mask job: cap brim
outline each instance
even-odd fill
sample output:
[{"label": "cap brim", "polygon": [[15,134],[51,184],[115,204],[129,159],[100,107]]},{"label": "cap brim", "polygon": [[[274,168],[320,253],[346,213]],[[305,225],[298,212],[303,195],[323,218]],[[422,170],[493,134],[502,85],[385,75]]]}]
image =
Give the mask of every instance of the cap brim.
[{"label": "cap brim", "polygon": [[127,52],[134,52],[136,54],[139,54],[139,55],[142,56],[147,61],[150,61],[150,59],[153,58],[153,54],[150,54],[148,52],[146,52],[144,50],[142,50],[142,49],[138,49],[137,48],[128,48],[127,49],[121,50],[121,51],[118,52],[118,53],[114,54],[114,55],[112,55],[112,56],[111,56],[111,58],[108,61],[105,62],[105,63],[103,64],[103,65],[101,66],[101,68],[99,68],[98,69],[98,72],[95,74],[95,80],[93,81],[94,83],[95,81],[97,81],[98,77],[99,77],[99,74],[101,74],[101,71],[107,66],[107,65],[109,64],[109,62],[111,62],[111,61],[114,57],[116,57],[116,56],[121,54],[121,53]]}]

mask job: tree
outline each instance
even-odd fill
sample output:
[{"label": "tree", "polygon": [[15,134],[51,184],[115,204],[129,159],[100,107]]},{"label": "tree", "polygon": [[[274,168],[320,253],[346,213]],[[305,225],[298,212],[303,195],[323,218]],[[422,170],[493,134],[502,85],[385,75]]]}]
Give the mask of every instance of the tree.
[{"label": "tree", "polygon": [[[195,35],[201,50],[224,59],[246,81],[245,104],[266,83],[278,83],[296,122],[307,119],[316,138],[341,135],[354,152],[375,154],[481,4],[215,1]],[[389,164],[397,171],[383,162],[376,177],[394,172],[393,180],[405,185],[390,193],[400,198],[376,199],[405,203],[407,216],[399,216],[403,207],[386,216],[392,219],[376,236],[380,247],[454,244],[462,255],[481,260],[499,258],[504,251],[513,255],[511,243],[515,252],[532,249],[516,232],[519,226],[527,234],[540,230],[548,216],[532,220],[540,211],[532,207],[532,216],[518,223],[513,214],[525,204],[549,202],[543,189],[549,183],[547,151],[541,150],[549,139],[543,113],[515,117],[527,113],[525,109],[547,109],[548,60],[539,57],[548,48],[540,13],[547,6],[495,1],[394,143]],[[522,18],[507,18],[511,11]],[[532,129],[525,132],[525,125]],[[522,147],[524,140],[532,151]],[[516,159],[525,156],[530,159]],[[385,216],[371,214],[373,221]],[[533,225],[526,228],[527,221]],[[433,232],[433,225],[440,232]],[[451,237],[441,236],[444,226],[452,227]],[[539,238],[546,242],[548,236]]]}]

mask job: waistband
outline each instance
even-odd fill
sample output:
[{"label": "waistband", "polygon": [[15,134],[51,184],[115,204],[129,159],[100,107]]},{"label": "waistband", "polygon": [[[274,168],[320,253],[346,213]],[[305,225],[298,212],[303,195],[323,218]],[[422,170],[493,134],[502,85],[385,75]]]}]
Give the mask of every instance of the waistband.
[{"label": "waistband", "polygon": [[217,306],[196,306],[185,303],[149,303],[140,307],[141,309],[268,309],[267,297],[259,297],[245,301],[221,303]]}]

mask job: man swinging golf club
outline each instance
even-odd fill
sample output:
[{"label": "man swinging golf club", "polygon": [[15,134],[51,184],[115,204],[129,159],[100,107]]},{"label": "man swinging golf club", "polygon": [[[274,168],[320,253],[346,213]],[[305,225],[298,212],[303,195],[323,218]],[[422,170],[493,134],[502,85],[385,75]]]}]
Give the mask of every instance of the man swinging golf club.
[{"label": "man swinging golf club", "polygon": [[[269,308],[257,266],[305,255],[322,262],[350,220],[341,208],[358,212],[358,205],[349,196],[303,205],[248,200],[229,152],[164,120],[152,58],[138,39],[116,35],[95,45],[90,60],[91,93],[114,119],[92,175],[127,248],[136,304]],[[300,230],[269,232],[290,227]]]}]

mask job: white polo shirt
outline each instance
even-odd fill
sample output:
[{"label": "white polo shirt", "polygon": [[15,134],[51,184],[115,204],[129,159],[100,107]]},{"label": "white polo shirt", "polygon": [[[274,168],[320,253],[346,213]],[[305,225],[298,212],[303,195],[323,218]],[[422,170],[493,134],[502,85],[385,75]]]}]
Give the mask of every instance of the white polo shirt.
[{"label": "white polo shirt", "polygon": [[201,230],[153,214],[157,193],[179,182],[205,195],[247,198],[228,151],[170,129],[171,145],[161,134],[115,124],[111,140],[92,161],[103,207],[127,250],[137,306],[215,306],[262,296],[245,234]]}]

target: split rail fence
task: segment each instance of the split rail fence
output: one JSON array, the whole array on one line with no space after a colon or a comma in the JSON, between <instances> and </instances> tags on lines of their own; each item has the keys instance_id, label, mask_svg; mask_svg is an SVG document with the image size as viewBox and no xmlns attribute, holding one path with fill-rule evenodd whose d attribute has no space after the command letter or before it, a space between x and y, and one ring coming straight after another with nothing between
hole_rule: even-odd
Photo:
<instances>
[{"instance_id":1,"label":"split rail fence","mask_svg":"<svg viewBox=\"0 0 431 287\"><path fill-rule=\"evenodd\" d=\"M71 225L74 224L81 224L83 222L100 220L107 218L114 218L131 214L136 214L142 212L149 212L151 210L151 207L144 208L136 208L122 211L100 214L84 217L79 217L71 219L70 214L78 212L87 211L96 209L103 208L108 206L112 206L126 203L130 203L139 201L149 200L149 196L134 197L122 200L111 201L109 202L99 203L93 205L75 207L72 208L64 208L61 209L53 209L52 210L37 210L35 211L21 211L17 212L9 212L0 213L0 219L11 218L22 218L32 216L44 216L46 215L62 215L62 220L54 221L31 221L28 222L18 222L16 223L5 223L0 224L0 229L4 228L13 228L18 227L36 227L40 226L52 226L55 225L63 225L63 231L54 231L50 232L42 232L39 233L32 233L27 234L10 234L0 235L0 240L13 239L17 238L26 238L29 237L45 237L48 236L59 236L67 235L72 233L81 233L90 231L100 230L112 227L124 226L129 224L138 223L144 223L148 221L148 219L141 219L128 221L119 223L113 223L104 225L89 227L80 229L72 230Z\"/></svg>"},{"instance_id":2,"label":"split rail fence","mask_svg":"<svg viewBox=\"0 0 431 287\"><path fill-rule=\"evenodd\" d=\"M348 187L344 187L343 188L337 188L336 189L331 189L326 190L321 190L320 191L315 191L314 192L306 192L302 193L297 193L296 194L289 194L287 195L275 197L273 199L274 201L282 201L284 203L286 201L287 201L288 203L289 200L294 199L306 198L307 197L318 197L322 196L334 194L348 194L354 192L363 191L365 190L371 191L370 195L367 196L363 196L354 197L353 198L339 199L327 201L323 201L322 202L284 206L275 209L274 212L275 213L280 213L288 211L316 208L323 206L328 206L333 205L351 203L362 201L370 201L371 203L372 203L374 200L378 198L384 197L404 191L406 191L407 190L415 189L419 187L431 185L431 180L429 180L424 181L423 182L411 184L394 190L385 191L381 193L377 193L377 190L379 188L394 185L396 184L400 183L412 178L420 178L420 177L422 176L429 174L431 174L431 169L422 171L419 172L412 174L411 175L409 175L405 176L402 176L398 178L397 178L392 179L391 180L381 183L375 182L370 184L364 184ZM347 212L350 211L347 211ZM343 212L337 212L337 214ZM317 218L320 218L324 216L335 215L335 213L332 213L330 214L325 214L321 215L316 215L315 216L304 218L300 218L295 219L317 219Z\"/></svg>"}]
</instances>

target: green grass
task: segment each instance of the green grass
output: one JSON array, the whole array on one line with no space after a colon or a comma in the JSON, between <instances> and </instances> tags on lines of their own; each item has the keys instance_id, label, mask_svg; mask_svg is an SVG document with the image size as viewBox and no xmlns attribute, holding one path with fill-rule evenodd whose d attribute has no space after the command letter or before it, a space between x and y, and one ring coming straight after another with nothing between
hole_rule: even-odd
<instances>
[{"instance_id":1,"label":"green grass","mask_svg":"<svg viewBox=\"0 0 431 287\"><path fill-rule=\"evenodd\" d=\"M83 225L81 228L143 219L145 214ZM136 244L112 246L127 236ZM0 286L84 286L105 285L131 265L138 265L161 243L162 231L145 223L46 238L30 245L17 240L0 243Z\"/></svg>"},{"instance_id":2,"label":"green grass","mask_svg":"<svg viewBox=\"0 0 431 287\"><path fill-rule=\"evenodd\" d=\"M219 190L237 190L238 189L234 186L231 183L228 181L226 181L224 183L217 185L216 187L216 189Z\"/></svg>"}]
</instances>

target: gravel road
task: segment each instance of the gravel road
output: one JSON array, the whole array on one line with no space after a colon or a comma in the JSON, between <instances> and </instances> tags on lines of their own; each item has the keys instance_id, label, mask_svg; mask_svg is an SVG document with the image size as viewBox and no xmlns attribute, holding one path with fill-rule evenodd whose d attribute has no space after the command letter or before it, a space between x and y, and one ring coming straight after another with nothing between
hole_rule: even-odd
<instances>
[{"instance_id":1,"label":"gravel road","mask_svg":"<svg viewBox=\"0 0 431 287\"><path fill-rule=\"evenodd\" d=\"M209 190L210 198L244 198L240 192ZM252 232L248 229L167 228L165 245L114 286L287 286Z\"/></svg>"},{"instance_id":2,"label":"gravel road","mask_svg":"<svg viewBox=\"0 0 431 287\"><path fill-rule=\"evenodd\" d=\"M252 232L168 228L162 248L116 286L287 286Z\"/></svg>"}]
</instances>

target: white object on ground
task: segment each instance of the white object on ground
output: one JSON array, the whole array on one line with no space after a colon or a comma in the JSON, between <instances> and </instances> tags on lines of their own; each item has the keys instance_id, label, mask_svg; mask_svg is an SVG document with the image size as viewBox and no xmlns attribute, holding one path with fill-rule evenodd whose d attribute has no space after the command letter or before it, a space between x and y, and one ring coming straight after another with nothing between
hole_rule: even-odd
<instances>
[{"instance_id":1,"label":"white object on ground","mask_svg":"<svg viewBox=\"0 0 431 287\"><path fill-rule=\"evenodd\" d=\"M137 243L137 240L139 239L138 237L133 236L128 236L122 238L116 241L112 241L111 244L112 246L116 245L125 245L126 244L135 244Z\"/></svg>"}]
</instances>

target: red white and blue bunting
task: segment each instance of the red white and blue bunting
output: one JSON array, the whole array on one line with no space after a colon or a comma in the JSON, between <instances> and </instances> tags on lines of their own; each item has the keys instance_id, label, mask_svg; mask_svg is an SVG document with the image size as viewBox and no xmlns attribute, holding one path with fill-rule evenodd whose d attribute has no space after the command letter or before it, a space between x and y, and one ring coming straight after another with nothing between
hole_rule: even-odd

What this task involves —
Copy out verbatim everything in the records above, from the very first line down to and including the line containing "Give the mask of every instance of the cap".

Task response —
mask job: cap brim
outline each instance
even-odd fill
sample output:
[{"label": "cap brim", "polygon": [[15,134],[51,184],[115,204],[129,159],[100,107]]},{"label": "cap brim", "polygon": [[[274,168],[320,253],[346,213]],[[305,225],[298,212],[303,195],[323,218]],[[422,170],[493,134],[502,85],[385,75]]]}]
image =
Give the mask of every instance of the cap brim.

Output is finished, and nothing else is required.